(Stored items from a collection)

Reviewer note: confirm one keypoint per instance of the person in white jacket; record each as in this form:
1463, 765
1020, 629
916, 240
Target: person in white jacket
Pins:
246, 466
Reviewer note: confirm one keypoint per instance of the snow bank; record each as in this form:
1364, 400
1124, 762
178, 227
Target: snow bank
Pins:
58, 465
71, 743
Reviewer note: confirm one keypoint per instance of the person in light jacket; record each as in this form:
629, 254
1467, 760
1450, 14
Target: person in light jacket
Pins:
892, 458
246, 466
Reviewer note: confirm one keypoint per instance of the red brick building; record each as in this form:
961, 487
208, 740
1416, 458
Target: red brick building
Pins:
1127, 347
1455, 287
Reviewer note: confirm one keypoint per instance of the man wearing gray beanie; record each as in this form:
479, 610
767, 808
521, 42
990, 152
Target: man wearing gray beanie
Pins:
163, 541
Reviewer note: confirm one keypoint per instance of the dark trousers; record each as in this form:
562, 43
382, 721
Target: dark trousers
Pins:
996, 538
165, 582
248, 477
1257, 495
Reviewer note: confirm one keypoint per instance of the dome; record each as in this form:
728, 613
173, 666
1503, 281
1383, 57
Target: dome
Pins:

--

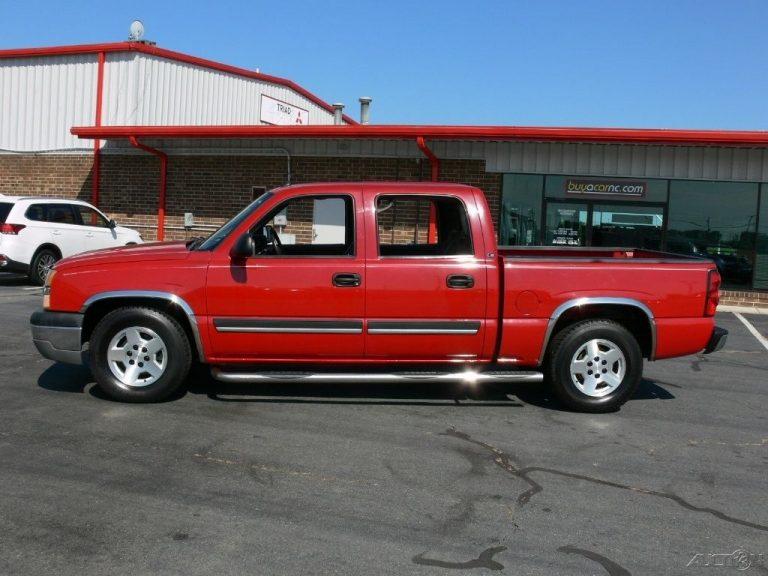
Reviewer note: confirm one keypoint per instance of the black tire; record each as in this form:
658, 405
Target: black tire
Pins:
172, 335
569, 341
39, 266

[Aim of the task]
Gather every line in the listing above that contains the word "black".

[Full answer]
Reviewer note: confirm one keypoint per instance of the black tire; record each as in this form:
Target: black tire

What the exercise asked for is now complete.